## [Work to complete]
1. Reproduce the passage of the tree-ring post starting at "Tree rings are just" and ending at "real historical events...".
2. In the tree-ring post, how far back have sequences built from overlapping trees been extended?
─── Source extract ───
Tree rings are a good example of why YEC is troubling to so many, including myself. We have learned how to read tree rings for specific climate data, allowing us to reconstruct conditions in many places regions of the world. These reconstructions are extremely accurate in every place where we can cross-check them with recorded data.

Now, there are some very old plants out there. Several have tree rings going back 5,000+ years, right through when usual estimates of the flood would have occurred. But trees rarely live more than 5,000 years. However, one can actually establish sequences of tree rings to extend back farther than any one tree. That is, if you have 3 or 4 trees that each partially overlapped in their lifespans, you can find the points of intersection between them and then add them together to create a continuous sequence. These sequences have been extended back over 10,000 years. 

So, the YEC position requires a magic wall. All the years back to the creation year, the tree rings give us real data about climate and its effect on the the tree. But then suddenly and without any indication of change, the tree rings stop referring to real events and simply evidence whatever fake history God inscribed in them. And since we don't know the exact year of creation, we can never tell where the line between real history and random creation-data is. 

Tree rings are just one example. Others include ice cores, coral reefs, geographical strata, etc. What's so spectacular about these methods is that when one cross-checks one dating mechanism (say tree rings) against others (carbon dating, strata), they almost always yield consistent information. It's almost as if they contained data about real historical events...


----------



## Dearly Bought

CharlieJ said:


> Tree rings are a good example of why YEC is troubling to so many, including myself. We have learned how to read tree rings for specific climate data, allowing us to reconstruct conditions in many places regions of the world. These reconstructions are extremely accurate in every place where we can cross-check them with recorded data.
> 
> Now, there are some very old plants out there. Several have tree rings going back 5,000+ years, right through when usual estimates of the flood would have occurred. But trees rarely live more than 5,000 years. However, one can actually establish sequences of tree rings to extend back farther than any one tree. That is, if you have 3 or 4 trees that each partially overlapped in their lifespans, you can find the points of intersection between them and then add them together to create a continuous sequence. These sequences have been extended back over 10,000 years.
> 
> So, the YEC position requires a magic wall. All the years back to the creation year, the tree rings give us real data about climate and its effect on the the tree. But then suddenly and without any indication of change, the tree rings stop referring to real events and simply evidence whatever fake history God inscribed in them. And since we don't know the exact year of creation, we can never tell where the line between real history and random creation-data is.
─── Record set ───
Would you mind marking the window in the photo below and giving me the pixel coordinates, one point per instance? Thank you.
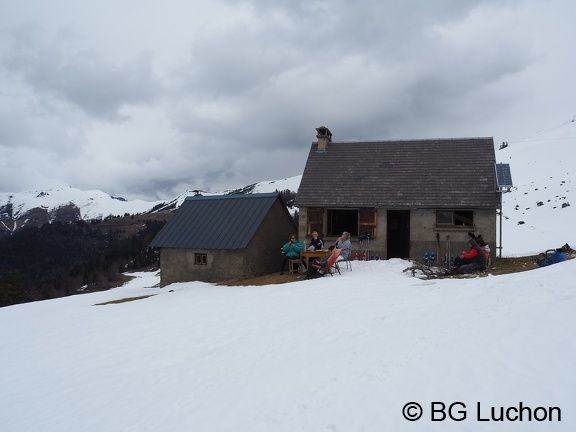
(315, 221)
(201, 259)
(342, 220)
(355, 221)
(457, 218)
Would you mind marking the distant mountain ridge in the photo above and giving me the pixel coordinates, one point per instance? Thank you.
(67, 204)
(538, 213)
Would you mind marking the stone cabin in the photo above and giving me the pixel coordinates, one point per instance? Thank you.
(407, 196)
(216, 238)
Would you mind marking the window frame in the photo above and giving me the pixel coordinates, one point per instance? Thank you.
(200, 258)
(454, 218)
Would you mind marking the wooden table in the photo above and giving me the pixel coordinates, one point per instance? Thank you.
(309, 255)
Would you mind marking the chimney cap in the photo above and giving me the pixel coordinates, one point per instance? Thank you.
(323, 131)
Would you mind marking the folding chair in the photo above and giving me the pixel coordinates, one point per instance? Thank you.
(348, 262)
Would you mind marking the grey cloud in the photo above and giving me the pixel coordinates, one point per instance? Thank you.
(79, 76)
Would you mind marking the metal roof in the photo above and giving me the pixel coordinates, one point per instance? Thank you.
(432, 173)
(216, 222)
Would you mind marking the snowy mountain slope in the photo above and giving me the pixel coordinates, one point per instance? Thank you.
(92, 204)
(540, 212)
(343, 353)
(97, 204)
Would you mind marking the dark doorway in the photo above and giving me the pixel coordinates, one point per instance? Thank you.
(398, 234)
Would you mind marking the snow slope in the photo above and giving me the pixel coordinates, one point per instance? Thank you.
(93, 204)
(343, 353)
(540, 213)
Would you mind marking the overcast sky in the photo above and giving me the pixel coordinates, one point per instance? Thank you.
(146, 99)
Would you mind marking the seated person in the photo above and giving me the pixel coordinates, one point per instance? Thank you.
(557, 256)
(474, 260)
(316, 242)
(291, 251)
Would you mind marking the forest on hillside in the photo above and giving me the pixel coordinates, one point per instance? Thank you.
(61, 259)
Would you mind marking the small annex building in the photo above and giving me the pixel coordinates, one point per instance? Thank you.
(223, 237)
(399, 199)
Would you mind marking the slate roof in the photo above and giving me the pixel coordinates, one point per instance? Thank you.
(216, 222)
(433, 173)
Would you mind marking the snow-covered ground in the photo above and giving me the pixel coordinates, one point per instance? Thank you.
(343, 353)
(540, 212)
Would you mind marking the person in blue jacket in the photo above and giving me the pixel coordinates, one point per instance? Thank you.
(291, 251)
(557, 256)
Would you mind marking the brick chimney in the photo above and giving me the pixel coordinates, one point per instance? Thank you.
(324, 137)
───
## [Exercise answers]
1.
Tree rings are just one example. Others include ice cores, coral reefs, geographical strata, etc. What's so spectacular about these methods is that when one cross-checks one dating mechanism (say tree rings) against others (carbon dating, strata), they almost always yield consistent information. It's almost as if they contained data about real historical events...

2. Over 10,000 years.